%%
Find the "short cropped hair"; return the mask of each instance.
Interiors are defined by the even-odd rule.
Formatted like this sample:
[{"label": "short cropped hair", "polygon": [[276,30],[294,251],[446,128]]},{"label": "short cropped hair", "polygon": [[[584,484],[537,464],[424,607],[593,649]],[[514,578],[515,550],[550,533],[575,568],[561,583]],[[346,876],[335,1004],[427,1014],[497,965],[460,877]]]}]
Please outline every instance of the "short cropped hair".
%%
%%
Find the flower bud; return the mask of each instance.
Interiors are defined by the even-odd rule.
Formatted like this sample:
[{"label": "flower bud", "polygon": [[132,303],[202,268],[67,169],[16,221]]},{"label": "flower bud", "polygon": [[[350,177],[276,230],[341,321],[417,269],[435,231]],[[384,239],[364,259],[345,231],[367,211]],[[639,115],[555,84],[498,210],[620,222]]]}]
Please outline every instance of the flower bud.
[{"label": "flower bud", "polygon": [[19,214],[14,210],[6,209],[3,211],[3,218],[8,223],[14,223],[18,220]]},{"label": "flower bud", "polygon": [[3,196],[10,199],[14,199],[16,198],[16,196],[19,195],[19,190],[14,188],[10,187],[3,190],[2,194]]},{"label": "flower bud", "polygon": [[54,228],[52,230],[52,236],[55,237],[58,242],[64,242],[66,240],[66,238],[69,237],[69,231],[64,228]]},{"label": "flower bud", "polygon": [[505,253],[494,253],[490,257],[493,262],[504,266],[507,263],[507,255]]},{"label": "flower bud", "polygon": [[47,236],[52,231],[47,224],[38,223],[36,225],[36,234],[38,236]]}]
%%
%%
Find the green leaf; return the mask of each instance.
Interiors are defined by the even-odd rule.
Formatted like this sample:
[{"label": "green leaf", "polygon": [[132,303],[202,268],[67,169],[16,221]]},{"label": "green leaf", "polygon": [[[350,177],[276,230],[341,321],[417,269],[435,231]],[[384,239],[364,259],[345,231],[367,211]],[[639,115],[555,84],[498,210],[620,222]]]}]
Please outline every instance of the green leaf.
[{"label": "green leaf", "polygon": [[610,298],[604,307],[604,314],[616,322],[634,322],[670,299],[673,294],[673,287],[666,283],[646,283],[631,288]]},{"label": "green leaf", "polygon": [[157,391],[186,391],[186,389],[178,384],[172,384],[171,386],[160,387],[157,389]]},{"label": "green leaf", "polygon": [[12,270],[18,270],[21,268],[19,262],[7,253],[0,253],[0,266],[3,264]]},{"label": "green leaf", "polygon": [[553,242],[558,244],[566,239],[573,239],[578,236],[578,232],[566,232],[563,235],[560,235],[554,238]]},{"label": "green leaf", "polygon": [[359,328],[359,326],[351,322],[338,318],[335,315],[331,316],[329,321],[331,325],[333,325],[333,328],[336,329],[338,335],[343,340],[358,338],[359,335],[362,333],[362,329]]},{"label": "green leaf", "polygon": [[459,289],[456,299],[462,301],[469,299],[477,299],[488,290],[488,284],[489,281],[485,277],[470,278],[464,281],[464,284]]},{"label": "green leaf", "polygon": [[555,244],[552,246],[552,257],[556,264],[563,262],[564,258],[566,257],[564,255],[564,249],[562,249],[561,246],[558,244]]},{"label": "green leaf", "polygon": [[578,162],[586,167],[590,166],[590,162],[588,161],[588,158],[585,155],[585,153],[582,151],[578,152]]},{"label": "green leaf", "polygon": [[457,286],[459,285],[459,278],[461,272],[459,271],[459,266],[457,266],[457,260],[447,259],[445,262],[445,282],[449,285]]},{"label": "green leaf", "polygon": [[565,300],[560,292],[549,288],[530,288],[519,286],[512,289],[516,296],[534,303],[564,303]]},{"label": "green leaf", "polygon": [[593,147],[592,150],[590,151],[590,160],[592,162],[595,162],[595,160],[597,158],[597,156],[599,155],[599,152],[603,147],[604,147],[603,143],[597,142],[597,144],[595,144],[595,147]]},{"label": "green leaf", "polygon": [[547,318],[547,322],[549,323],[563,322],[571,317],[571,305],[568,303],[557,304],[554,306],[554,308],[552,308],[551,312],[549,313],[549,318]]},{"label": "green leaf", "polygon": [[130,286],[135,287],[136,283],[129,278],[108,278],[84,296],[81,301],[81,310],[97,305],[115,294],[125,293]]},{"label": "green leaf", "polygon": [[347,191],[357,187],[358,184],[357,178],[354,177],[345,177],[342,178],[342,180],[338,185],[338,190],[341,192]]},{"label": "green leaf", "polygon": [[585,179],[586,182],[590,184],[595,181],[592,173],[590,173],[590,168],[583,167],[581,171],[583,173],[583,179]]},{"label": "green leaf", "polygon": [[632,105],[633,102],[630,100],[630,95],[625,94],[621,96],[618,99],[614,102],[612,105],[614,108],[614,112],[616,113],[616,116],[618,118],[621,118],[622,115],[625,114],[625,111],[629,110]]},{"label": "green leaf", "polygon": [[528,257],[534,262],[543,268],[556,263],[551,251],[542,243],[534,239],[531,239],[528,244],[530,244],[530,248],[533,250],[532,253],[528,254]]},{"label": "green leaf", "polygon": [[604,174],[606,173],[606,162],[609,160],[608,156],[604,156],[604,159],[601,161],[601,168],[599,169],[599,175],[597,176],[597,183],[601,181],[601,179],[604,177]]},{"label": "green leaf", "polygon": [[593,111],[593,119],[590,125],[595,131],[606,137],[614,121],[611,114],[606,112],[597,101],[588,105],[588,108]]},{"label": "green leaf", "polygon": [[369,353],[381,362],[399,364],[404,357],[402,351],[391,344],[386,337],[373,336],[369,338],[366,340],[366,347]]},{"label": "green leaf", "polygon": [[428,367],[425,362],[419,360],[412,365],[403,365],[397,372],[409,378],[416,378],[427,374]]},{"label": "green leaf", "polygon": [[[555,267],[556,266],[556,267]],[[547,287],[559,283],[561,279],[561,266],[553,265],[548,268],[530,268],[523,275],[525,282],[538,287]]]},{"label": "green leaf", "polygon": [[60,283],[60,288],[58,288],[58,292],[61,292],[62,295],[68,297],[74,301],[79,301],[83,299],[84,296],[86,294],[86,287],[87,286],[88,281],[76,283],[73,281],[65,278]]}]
%%
- _Problem to solve_
Swap "green leaf" for "yellow leaf" in the listing lines between the line holding "Find the green" and the line holding "Please outline every instance of the green", inclusive. Return only those lines, leaving everything else in them unchanged.

- _The completed task_
Find the yellow leaf; return the mask of each instance.
Interiors are defined by the even-odd rule.
Formatted like this sample:
[{"label": "yellow leaf", "polygon": [[132,303],[202,268],[67,169],[16,221]]},{"label": "yellow leaf", "polygon": [[[350,177],[276,230],[341,321],[417,269],[435,231]],[[384,239],[364,259],[345,231],[367,211]],[[639,115],[555,84],[498,210],[620,222]]]}]
Please outline every instance of the yellow leaf.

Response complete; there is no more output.